Excerpt:
The decline reverses the prior month’s increase to near the all-time high
Home purchase sentiment among consumers declined in December, reflecting concerns surrounding tax reform discussions, according to the Home Purchase Sentiment Index (HPSI) released by Fannie Mae.
The HPSI slipped 2 points to 85.8. The decline reverses last month’s rise to near the all-time high recorded in September. Fannie Mae attributed the decrease to declines in four of the six HPSI components.
The HPSI found a five-percentage-point decline in the net share of respondents who said now is a good time to buy a home compared to November. The component is also down eight percentage points compared to the year-ago period.
The net share of respondents who said home prices will go up in the next 12 months fell two percentage points. Meanwhile, the net share of those who said they are not concerned about losing their job slipped six percentage points, signaling a weaker sense of job security among Americans. The net share of those who said mortgage rates will go down over the next 12 months dipped one percentage point.

Provided information:
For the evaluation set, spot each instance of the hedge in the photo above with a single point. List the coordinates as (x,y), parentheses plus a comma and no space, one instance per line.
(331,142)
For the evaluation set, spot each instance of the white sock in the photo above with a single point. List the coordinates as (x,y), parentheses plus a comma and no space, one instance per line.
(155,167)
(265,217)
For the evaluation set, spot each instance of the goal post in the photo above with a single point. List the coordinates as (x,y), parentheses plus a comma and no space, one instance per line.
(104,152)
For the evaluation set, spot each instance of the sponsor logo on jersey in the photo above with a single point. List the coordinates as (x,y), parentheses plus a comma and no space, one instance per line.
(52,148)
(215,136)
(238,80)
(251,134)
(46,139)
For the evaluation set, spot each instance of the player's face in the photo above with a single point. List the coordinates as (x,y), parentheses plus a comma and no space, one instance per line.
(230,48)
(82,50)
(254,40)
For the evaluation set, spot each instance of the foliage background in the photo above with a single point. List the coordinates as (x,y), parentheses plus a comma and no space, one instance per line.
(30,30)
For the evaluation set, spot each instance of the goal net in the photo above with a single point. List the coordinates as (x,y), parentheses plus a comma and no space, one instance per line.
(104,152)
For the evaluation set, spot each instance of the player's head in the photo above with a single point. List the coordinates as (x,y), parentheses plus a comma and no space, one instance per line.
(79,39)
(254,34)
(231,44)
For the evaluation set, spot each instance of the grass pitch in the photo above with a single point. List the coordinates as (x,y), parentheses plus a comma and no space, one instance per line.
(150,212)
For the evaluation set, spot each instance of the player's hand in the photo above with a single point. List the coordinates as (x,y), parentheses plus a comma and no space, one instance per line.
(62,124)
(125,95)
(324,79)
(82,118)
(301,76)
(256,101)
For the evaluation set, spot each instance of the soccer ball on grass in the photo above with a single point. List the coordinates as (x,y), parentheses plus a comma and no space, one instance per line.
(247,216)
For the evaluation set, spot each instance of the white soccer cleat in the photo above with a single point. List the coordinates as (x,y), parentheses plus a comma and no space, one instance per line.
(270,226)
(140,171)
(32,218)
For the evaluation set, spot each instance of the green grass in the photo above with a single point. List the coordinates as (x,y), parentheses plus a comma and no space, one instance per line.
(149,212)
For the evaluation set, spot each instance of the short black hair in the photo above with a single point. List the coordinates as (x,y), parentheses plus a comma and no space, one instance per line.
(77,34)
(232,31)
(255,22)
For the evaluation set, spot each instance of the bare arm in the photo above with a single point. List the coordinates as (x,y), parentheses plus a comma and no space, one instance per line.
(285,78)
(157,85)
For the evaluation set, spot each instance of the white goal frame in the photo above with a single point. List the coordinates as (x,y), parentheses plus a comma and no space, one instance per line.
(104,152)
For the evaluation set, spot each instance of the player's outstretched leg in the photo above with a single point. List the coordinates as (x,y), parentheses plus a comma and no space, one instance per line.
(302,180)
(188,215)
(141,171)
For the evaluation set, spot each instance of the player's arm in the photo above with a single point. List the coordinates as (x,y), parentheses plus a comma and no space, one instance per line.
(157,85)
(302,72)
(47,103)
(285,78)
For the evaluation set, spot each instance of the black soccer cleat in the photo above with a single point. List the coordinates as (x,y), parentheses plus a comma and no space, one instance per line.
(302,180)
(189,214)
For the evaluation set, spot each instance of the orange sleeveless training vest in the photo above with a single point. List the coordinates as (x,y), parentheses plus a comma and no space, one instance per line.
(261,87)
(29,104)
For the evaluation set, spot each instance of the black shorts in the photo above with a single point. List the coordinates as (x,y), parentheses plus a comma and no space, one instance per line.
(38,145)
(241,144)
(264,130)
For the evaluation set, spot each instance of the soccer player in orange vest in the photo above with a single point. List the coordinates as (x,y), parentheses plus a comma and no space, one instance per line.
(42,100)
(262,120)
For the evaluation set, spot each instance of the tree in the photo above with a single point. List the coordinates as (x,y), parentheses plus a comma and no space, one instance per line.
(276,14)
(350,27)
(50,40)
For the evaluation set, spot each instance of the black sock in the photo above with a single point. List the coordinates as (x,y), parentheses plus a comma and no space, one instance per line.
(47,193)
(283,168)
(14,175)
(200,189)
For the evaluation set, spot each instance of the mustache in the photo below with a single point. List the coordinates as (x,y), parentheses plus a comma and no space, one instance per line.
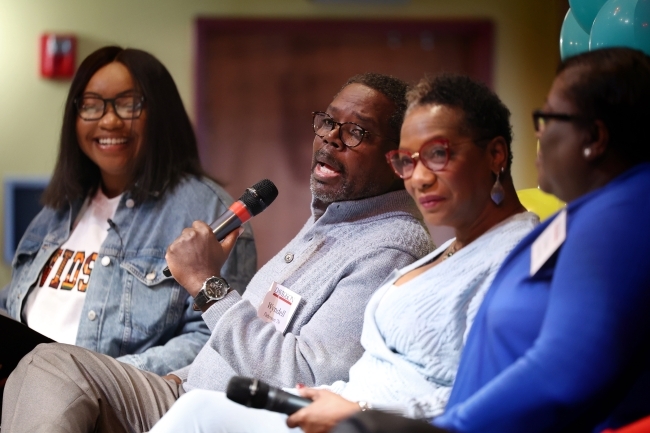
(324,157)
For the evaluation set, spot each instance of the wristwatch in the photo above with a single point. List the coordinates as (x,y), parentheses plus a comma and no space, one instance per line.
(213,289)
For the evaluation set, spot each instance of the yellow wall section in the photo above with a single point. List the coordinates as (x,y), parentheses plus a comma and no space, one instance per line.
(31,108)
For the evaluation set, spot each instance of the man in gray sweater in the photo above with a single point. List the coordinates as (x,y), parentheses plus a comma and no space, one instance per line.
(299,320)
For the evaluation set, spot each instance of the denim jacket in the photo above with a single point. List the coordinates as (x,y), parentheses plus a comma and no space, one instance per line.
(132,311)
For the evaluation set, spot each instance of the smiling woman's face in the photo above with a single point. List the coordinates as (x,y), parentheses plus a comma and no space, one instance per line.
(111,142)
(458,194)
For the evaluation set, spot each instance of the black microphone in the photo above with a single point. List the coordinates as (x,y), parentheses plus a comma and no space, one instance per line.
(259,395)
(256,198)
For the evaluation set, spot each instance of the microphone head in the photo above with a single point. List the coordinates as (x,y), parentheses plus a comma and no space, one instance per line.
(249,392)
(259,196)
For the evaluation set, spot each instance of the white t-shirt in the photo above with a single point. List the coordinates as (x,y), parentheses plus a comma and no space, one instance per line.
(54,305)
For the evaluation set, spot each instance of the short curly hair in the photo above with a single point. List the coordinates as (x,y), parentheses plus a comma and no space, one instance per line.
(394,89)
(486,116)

--

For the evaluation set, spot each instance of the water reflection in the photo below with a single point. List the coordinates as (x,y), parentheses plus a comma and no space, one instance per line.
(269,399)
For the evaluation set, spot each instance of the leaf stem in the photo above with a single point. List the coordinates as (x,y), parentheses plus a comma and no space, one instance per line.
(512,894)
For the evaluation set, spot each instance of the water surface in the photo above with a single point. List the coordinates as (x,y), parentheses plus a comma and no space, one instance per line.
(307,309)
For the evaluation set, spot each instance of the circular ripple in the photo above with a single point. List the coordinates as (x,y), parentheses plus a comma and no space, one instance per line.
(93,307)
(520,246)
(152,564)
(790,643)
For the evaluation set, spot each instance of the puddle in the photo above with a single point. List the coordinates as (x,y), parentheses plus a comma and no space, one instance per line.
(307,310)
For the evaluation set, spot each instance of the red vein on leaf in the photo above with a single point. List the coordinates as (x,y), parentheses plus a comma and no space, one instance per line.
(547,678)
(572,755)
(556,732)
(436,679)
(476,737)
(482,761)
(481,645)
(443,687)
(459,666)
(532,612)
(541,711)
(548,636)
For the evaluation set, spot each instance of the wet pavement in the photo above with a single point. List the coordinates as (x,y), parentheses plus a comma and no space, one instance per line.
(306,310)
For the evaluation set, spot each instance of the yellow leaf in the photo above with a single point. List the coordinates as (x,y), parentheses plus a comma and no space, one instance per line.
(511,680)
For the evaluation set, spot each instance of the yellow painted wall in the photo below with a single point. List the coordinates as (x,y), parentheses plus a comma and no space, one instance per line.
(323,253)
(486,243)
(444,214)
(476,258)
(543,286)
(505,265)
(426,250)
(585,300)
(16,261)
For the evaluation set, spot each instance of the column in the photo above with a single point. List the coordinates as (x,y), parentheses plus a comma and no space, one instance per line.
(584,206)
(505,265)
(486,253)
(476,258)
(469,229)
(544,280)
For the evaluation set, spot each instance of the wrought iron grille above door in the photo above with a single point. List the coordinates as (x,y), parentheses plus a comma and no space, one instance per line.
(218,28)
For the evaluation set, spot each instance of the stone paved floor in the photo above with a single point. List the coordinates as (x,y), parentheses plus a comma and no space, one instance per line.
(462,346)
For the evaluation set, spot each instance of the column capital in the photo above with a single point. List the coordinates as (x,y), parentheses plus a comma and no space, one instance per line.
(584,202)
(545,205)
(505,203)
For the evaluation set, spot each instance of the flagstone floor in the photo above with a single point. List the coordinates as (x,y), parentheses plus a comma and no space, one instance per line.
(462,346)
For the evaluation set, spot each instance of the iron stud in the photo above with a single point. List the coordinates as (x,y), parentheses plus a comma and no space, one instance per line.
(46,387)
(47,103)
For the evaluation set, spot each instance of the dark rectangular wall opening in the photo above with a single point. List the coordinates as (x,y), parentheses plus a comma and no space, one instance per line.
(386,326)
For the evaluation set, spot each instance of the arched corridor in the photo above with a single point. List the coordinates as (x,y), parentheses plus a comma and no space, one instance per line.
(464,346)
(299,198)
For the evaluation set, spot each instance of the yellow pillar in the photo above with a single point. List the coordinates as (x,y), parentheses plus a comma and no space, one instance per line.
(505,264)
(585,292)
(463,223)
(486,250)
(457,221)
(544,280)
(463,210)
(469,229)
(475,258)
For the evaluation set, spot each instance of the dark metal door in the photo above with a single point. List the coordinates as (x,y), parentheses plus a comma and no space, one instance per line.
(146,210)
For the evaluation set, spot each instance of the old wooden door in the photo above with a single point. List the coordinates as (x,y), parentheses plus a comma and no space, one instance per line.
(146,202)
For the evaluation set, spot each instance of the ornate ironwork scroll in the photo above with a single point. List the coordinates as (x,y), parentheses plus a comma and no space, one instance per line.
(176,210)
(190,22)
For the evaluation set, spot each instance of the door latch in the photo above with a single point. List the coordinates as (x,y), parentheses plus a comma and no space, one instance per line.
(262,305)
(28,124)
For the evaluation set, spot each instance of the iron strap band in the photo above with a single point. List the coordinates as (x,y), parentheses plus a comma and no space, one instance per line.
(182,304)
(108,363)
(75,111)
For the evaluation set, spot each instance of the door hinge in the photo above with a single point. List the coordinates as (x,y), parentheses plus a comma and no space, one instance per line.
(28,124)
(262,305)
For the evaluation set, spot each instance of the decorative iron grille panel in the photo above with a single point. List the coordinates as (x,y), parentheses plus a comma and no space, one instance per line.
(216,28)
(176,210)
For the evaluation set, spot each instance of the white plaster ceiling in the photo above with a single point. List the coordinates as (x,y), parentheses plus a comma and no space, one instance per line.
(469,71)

* * *

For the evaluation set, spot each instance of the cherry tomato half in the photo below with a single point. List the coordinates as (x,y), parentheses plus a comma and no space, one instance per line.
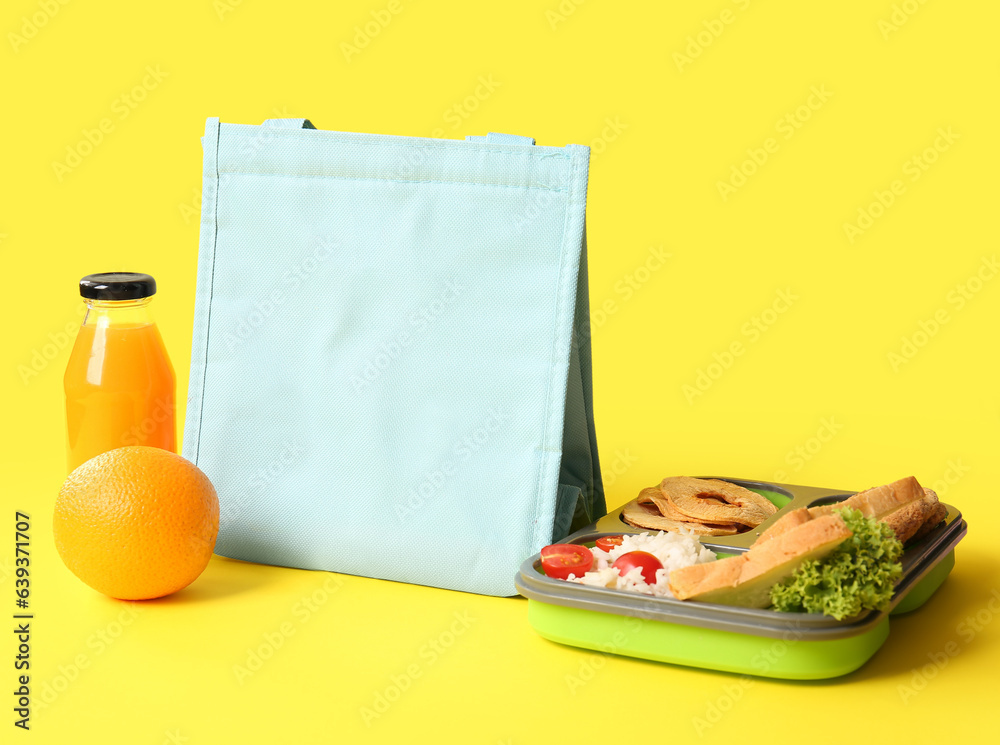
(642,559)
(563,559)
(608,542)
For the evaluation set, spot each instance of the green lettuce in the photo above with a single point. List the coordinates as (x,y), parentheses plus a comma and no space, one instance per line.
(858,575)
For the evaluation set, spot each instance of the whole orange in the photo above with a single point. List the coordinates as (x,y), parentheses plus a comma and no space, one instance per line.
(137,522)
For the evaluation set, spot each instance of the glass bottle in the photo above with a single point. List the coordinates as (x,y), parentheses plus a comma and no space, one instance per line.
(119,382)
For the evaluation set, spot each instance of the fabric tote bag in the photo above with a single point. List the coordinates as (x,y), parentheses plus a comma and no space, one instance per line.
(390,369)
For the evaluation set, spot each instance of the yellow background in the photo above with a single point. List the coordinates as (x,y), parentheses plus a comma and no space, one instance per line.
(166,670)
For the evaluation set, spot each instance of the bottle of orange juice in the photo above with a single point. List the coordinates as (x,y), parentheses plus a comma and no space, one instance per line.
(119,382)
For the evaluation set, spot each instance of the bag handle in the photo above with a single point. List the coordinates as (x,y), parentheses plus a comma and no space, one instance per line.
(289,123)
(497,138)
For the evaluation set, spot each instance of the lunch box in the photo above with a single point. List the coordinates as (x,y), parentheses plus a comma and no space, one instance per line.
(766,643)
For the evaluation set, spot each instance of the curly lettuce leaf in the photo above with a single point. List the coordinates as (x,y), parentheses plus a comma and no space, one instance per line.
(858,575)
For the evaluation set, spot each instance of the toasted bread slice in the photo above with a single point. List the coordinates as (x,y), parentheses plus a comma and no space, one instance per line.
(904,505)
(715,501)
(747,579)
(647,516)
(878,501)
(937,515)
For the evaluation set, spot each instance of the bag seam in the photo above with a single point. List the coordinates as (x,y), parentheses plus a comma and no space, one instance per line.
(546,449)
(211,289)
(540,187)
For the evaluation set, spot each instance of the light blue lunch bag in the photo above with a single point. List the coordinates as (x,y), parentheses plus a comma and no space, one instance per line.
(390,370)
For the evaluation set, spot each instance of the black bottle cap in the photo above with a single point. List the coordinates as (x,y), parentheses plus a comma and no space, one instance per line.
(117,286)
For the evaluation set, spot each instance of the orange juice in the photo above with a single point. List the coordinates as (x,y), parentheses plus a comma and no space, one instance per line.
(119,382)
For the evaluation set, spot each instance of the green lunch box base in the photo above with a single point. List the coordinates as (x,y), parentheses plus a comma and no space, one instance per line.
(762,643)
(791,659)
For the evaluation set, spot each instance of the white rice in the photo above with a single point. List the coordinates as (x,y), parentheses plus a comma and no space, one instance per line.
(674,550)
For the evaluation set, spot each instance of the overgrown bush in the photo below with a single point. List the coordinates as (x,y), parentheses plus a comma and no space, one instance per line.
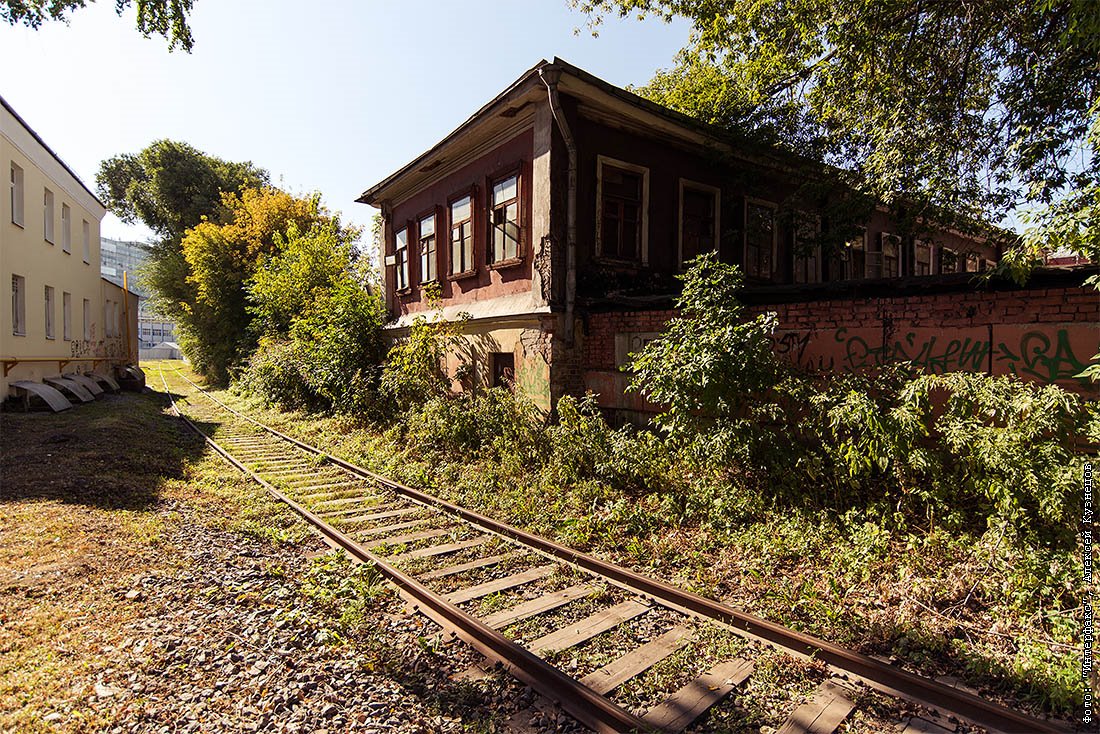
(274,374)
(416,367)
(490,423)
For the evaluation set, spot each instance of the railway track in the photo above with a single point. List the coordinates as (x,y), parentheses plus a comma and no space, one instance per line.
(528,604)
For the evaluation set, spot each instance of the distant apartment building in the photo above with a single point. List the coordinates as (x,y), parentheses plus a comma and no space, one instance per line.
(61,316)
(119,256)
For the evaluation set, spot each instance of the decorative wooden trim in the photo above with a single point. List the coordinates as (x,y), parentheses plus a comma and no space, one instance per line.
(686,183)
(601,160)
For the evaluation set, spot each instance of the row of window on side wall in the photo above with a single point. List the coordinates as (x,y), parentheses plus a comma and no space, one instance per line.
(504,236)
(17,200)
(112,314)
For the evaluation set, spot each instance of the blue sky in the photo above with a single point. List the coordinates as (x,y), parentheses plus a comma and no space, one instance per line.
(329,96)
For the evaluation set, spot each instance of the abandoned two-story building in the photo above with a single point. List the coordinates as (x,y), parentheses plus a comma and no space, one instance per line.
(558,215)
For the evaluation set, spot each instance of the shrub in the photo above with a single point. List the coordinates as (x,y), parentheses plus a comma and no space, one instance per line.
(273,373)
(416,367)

Task A:
Answer these questions from the article on December home purchase sentiment:
(i) To what value did the HPSI slip in December?
(ii) Compared to the year-ago period, how far down is the net share of respondents who said now is a good time to buy a home?
(iii) By how many percentage points did the net share of those not concerned about losing their job slip?
Task B:
According to the article on December home purchase sentiment, why did the HPSI fall? Answer in one to three sentences.
Task C:
Write the next part of the article on December home purchase sentiment, starting after its final sentence.

Task response A:
(i) 85.8
(ii) Eight percentage points
(iii) Six percentage points

Task response B:
Fannie Mae attributed the decrease to declines in four of the six HPSI components. The drop in home purchase sentiment also reflected concerns surrounding tax reform discussions.

Task response C:
The net share of respondents who said now is a good time to sell remained unchanged from November but increases 21 percentage points from December 2016. The HPSI also found a two-percentage-point increase in the net share of those who said their income is slightly higher than it was 12 months ago.
“Consumers remained cautious in their housing outlook at the end of 2017, as tax reform discussions continued. In December, mirroring the other major consumer sentiment benchmarks, the HPSI reflected this caution and declined slightly,” said Doug Duncan, senior vice president and chief economist at Fannie Mae. “Entering 2018, housing affordability remains a persistent challenge, particularly in rental markets, where consumer expectations for price increases over the next 12 months reached a new survey high.”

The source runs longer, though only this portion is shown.